Outline entries for images:
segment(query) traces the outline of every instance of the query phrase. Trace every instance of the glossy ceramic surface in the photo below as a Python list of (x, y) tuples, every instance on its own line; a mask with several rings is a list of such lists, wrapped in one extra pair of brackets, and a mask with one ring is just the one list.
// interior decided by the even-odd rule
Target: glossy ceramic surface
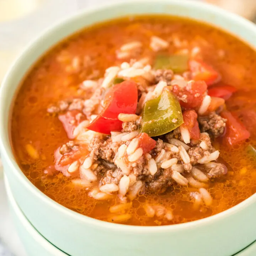
[(21, 80), (38, 57), (85, 26), (123, 16), (146, 14), (169, 14), (206, 22), (256, 48), (256, 27), (252, 23), (217, 7), (190, 1), (132, 1), (86, 10), (63, 21), (28, 47), (0, 90), (0, 145), (6, 174), (15, 200), (30, 221), (47, 240), (72, 256), (165, 256), (171, 252), (175, 256), (230, 256), (256, 239), (256, 195), (224, 212), (187, 223), (157, 227), (110, 223), (81, 215), (47, 197), (27, 179), (12, 154), (8, 133), (11, 102)]

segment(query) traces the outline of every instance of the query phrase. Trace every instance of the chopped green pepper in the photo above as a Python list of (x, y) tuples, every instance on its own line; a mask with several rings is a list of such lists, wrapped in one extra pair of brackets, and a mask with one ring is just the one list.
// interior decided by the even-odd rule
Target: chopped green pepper
[(250, 144), (246, 147), (246, 151), (249, 154), (252, 155), (253, 156), (256, 156), (256, 149), (255, 147)]
[(185, 54), (156, 56), (154, 65), (155, 69), (171, 69), (175, 73), (182, 73), (188, 69), (188, 56)]
[(150, 137), (171, 132), (183, 123), (178, 101), (172, 93), (165, 90), (156, 98), (144, 106), (142, 132)]
[(122, 82), (123, 82), (124, 81), (124, 79), (121, 78), (116, 78), (114, 79), (113, 81), (113, 84), (120, 84)]

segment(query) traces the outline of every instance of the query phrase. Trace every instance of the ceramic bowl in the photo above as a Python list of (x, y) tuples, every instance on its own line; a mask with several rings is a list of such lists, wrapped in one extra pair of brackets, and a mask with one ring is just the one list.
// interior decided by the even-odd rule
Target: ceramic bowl
[(4, 179), (11, 214), (28, 256), (67, 256), (42, 236), (28, 221), (14, 199), (7, 178)]
[(235, 15), (192, 1), (131, 1), (86, 10), (53, 26), (16, 60), (0, 91), (0, 145), (5, 173), (24, 214), (48, 240), (72, 256), (230, 256), (256, 239), (256, 195), (214, 216), (182, 224), (137, 226), (102, 222), (59, 204), (27, 179), (15, 162), (10, 143), (11, 103), (24, 75), (38, 58), (81, 28), (123, 16), (165, 14), (213, 25), (256, 48), (256, 27)]

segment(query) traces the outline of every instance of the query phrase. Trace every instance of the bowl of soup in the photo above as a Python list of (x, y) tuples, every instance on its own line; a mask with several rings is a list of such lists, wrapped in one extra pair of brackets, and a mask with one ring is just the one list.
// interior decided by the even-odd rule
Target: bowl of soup
[(256, 39), (211, 5), (150, 1), (84, 11), (32, 43), (1, 86), (0, 136), (34, 226), (73, 256), (252, 242)]

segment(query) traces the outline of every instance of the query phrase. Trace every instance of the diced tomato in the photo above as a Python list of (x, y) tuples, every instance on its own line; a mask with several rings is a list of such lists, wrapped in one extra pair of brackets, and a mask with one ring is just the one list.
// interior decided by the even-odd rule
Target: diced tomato
[(252, 109), (246, 108), (237, 110), (234, 112), (239, 117), (243, 124), (252, 134), (255, 134), (256, 130), (256, 112)]
[(222, 98), (225, 100), (229, 98), (233, 92), (237, 91), (234, 86), (228, 85), (220, 85), (211, 87), (208, 89), (208, 95), (211, 97)]
[(65, 114), (59, 115), (59, 119), (62, 123), (69, 139), (73, 139), (74, 129), (82, 121), (86, 119), (85, 116), (79, 110), (68, 111)]
[(200, 131), (196, 112), (194, 110), (186, 110), (182, 114), (184, 123), (181, 126), (188, 130), (192, 139), (198, 139), (200, 138)]
[(182, 88), (178, 85), (173, 86), (172, 92), (176, 94), (181, 106), (186, 109), (198, 108), (203, 101), (203, 95), (207, 90), (207, 85), (203, 81), (191, 81), (187, 85)]
[(87, 147), (82, 145), (78, 146), (64, 155), (62, 155), (60, 153), (60, 147), (58, 148), (54, 152), (55, 169), (61, 171), (65, 176), (79, 176), (78, 172), (70, 174), (68, 172), (68, 169), (73, 162), (84, 158), (88, 155), (89, 151)]
[(135, 113), (138, 95), (137, 84), (133, 81), (125, 81), (113, 86), (104, 99), (104, 108), (87, 128), (105, 134), (121, 130), (122, 122), (118, 120), (118, 115)]
[(140, 134), (138, 138), (139, 141), (139, 146), (143, 149), (144, 154), (148, 153), (155, 146), (156, 142), (145, 133)]
[(208, 107), (207, 113), (212, 112), (225, 104), (225, 100), (222, 98), (211, 97), (211, 103)]
[(229, 111), (222, 111), (220, 115), (227, 119), (226, 131), (224, 138), (227, 143), (231, 145), (241, 142), (250, 137), (250, 133), (238, 118)]
[(199, 60), (191, 60), (188, 66), (191, 71), (192, 79), (195, 81), (204, 81), (207, 85), (218, 82), (220, 75), (210, 65)]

> GIVEN EXERCISE:
Reproduce the whole listing exactly, but not the images in it.

> REPLY:
segment(query) traces the outline of every instance of the query phrase. Trace every instance of the glossy ceramic surface in the photo below as a Python list of (x, y) tuples, every instance on its own line; a mask with several rings is a list of such lists, wrapped in one extra pair of brackets, and a mask with one ring is just the one list.
// interior decided by the even-odd rule
Target: glossy ceramic surface
[(21, 80), (38, 57), (85, 26), (123, 16), (146, 14), (169, 14), (206, 22), (256, 48), (256, 27), (252, 23), (217, 7), (190, 1), (132, 1), (86, 10), (63, 21), (28, 47), (0, 90), (0, 145), (6, 174), (15, 200), (30, 221), (47, 240), (72, 256), (165, 256), (171, 252), (175, 256), (230, 256), (256, 239), (256, 195), (224, 212), (187, 223), (157, 227), (110, 223), (81, 215), (47, 197), (27, 179), (12, 154), (8, 133), (11, 102)]

segment(query) traces the outline of every instance of the query phrase. Trace every instance of the chopped green pepper in the photo above as a Python list of (x, y) tuples, every instance on its own line; a mask with several rings is a list of such lists, wrapped in one extra pair of brackets, and a mask with one ring is just the one list.
// interior decided by the even-odd rule
Target: chopped green pepper
[(250, 144), (246, 147), (246, 151), (249, 154), (252, 155), (253, 156), (256, 156), (256, 149), (255, 147)]
[(185, 54), (156, 56), (154, 65), (155, 69), (171, 69), (175, 73), (182, 73), (188, 69), (188, 56)]
[(150, 137), (171, 132), (183, 123), (178, 101), (172, 93), (165, 90), (156, 98), (144, 106), (142, 132)]
[(122, 82), (123, 82), (124, 81), (124, 79), (121, 78), (116, 78), (114, 79), (113, 81), (113, 84), (120, 84)]

segment(query) traces the outline of every instance of the query phrase. Trace every instance of the ceramic bowl in the photo above as a Python list of (x, y) tuples, every instance on its own line; a mask with several rings is a list of such lists, wrapped in one extra pair of brackets, and a mask with one ring is just the one list.
// interior decided by the even-odd rule
Target: ceramic bowl
[(4, 179), (11, 214), (28, 256), (67, 256), (42, 236), (28, 221), (14, 199), (7, 178)]
[(235, 15), (192, 1), (131, 1), (86, 10), (53, 26), (16, 60), (0, 91), (0, 145), (5, 173), (24, 214), (48, 240), (72, 256), (230, 256), (256, 239), (256, 195), (214, 216), (182, 224), (137, 226), (102, 222), (59, 204), (27, 179), (15, 162), (10, 143), (11, 103), (24, 75), (38, 58), (81, 28), (123, 16), (165, 14), (213, 25), (256, 48), (256, 27)]

segment(query) traces the outline of every instance of the query phrase. Trace every instance of the bowl of soup in the photo above as a Python list of (x, y) tuples, every instance on its own line; a mask with several rings is a list of such lists, wrapped in one extra pair of brackets, and a mask with one ring is just the one list.
// interior decided by the even-odd rule
Target: bowl of soup
[(256, 39), (211, 5), (150, 1), (84, 11), (32, 43), (1, 86), (0, 136), (34, 226), (73, 256), (252, 242)]

segment(query) traces the outline of every instance of the query phrase. Trace every instance of the diced tomato in the photo above as a Python list of (x, y) tuples, every instance on its own line; a mask with several rings is a list of such lists, wrapped in one extra pair of brackets, and a mask with one ring is just the one list.
// interior decided by the even-odd rule
Target: diced tomato
[(252, 109), (246, 108), (237, 110), (234, 112), (239, 117), (243, 124), (252, 134), (255, 134), (256, 130), (256, 112)]
[(222, 98), (225, 100), (229, 98), (233, 92), (237, 91), (234, 86), (228, 85), (220, 85), (211, 87), (208, 89), (208, 95), (211, 97)]
[(65, 114), (59, 115), (59, 119), (62, 123), (69, 139), (73, 139), (74, 129), (82, 121), (86, 119), (85, 116), (79, 110), (68, 111)]
[(200, 131), (196, 112), (194, 110), (186, 110), (182, 114), (184, 123), (181, 126), (188, 130), (192, 139), (198, 139), (200, 138)]
[(182, 88), (178, 85), (173, 86), (172, 92), (176, 94), (181, 106), (186, 109), (198, 108), (203, 101), (203, 95), (207, 90), (207, 85), (203, 81), (191, 81), (187, 85)]
[(87, 147), (82, 145), (78, 146), (64, 155), (62, 155), (60, 153), (60, 147), (58, 148), (54, 152), (55, 169), (61, 171), (65, 176), (79, 176), (78, 172), (70, 174), (68, 172), (68, 169), (73, 162), (84, 158), (88, 155), (89, 151)]
[(135, 113), (138, 95), (137, 84), (133, 81), (125, 81), (113, 86), (104, 99), (104, 108), (87, 128), (105, 134), (121, 130), (122, 122), (118, 120), (118, 115)]
[(140, 134), (138, 138), (139, 141), (139, 146), (143, 149), (144, 154), (148, 153), (155, 146), (156, 142), (145, 133)]
[(208, 107), (207, 113), (212, 112), (225, 104), (225, 100), (222, 98), (211, 97), (211, 103)]
[(229, 111), (222, 111), (220, 115), (227, 119), (226, 131), (224, 138), (227, 143), (231, 145), (241, 142), (250, 137), (250, 133), (238, 118)]
[(199, 60), (191, 60), (188, 66), (191, 71), (192, 79), (195, 81), (204, 81), (207, 85), (218, 82), (220, 75), (210, 65)]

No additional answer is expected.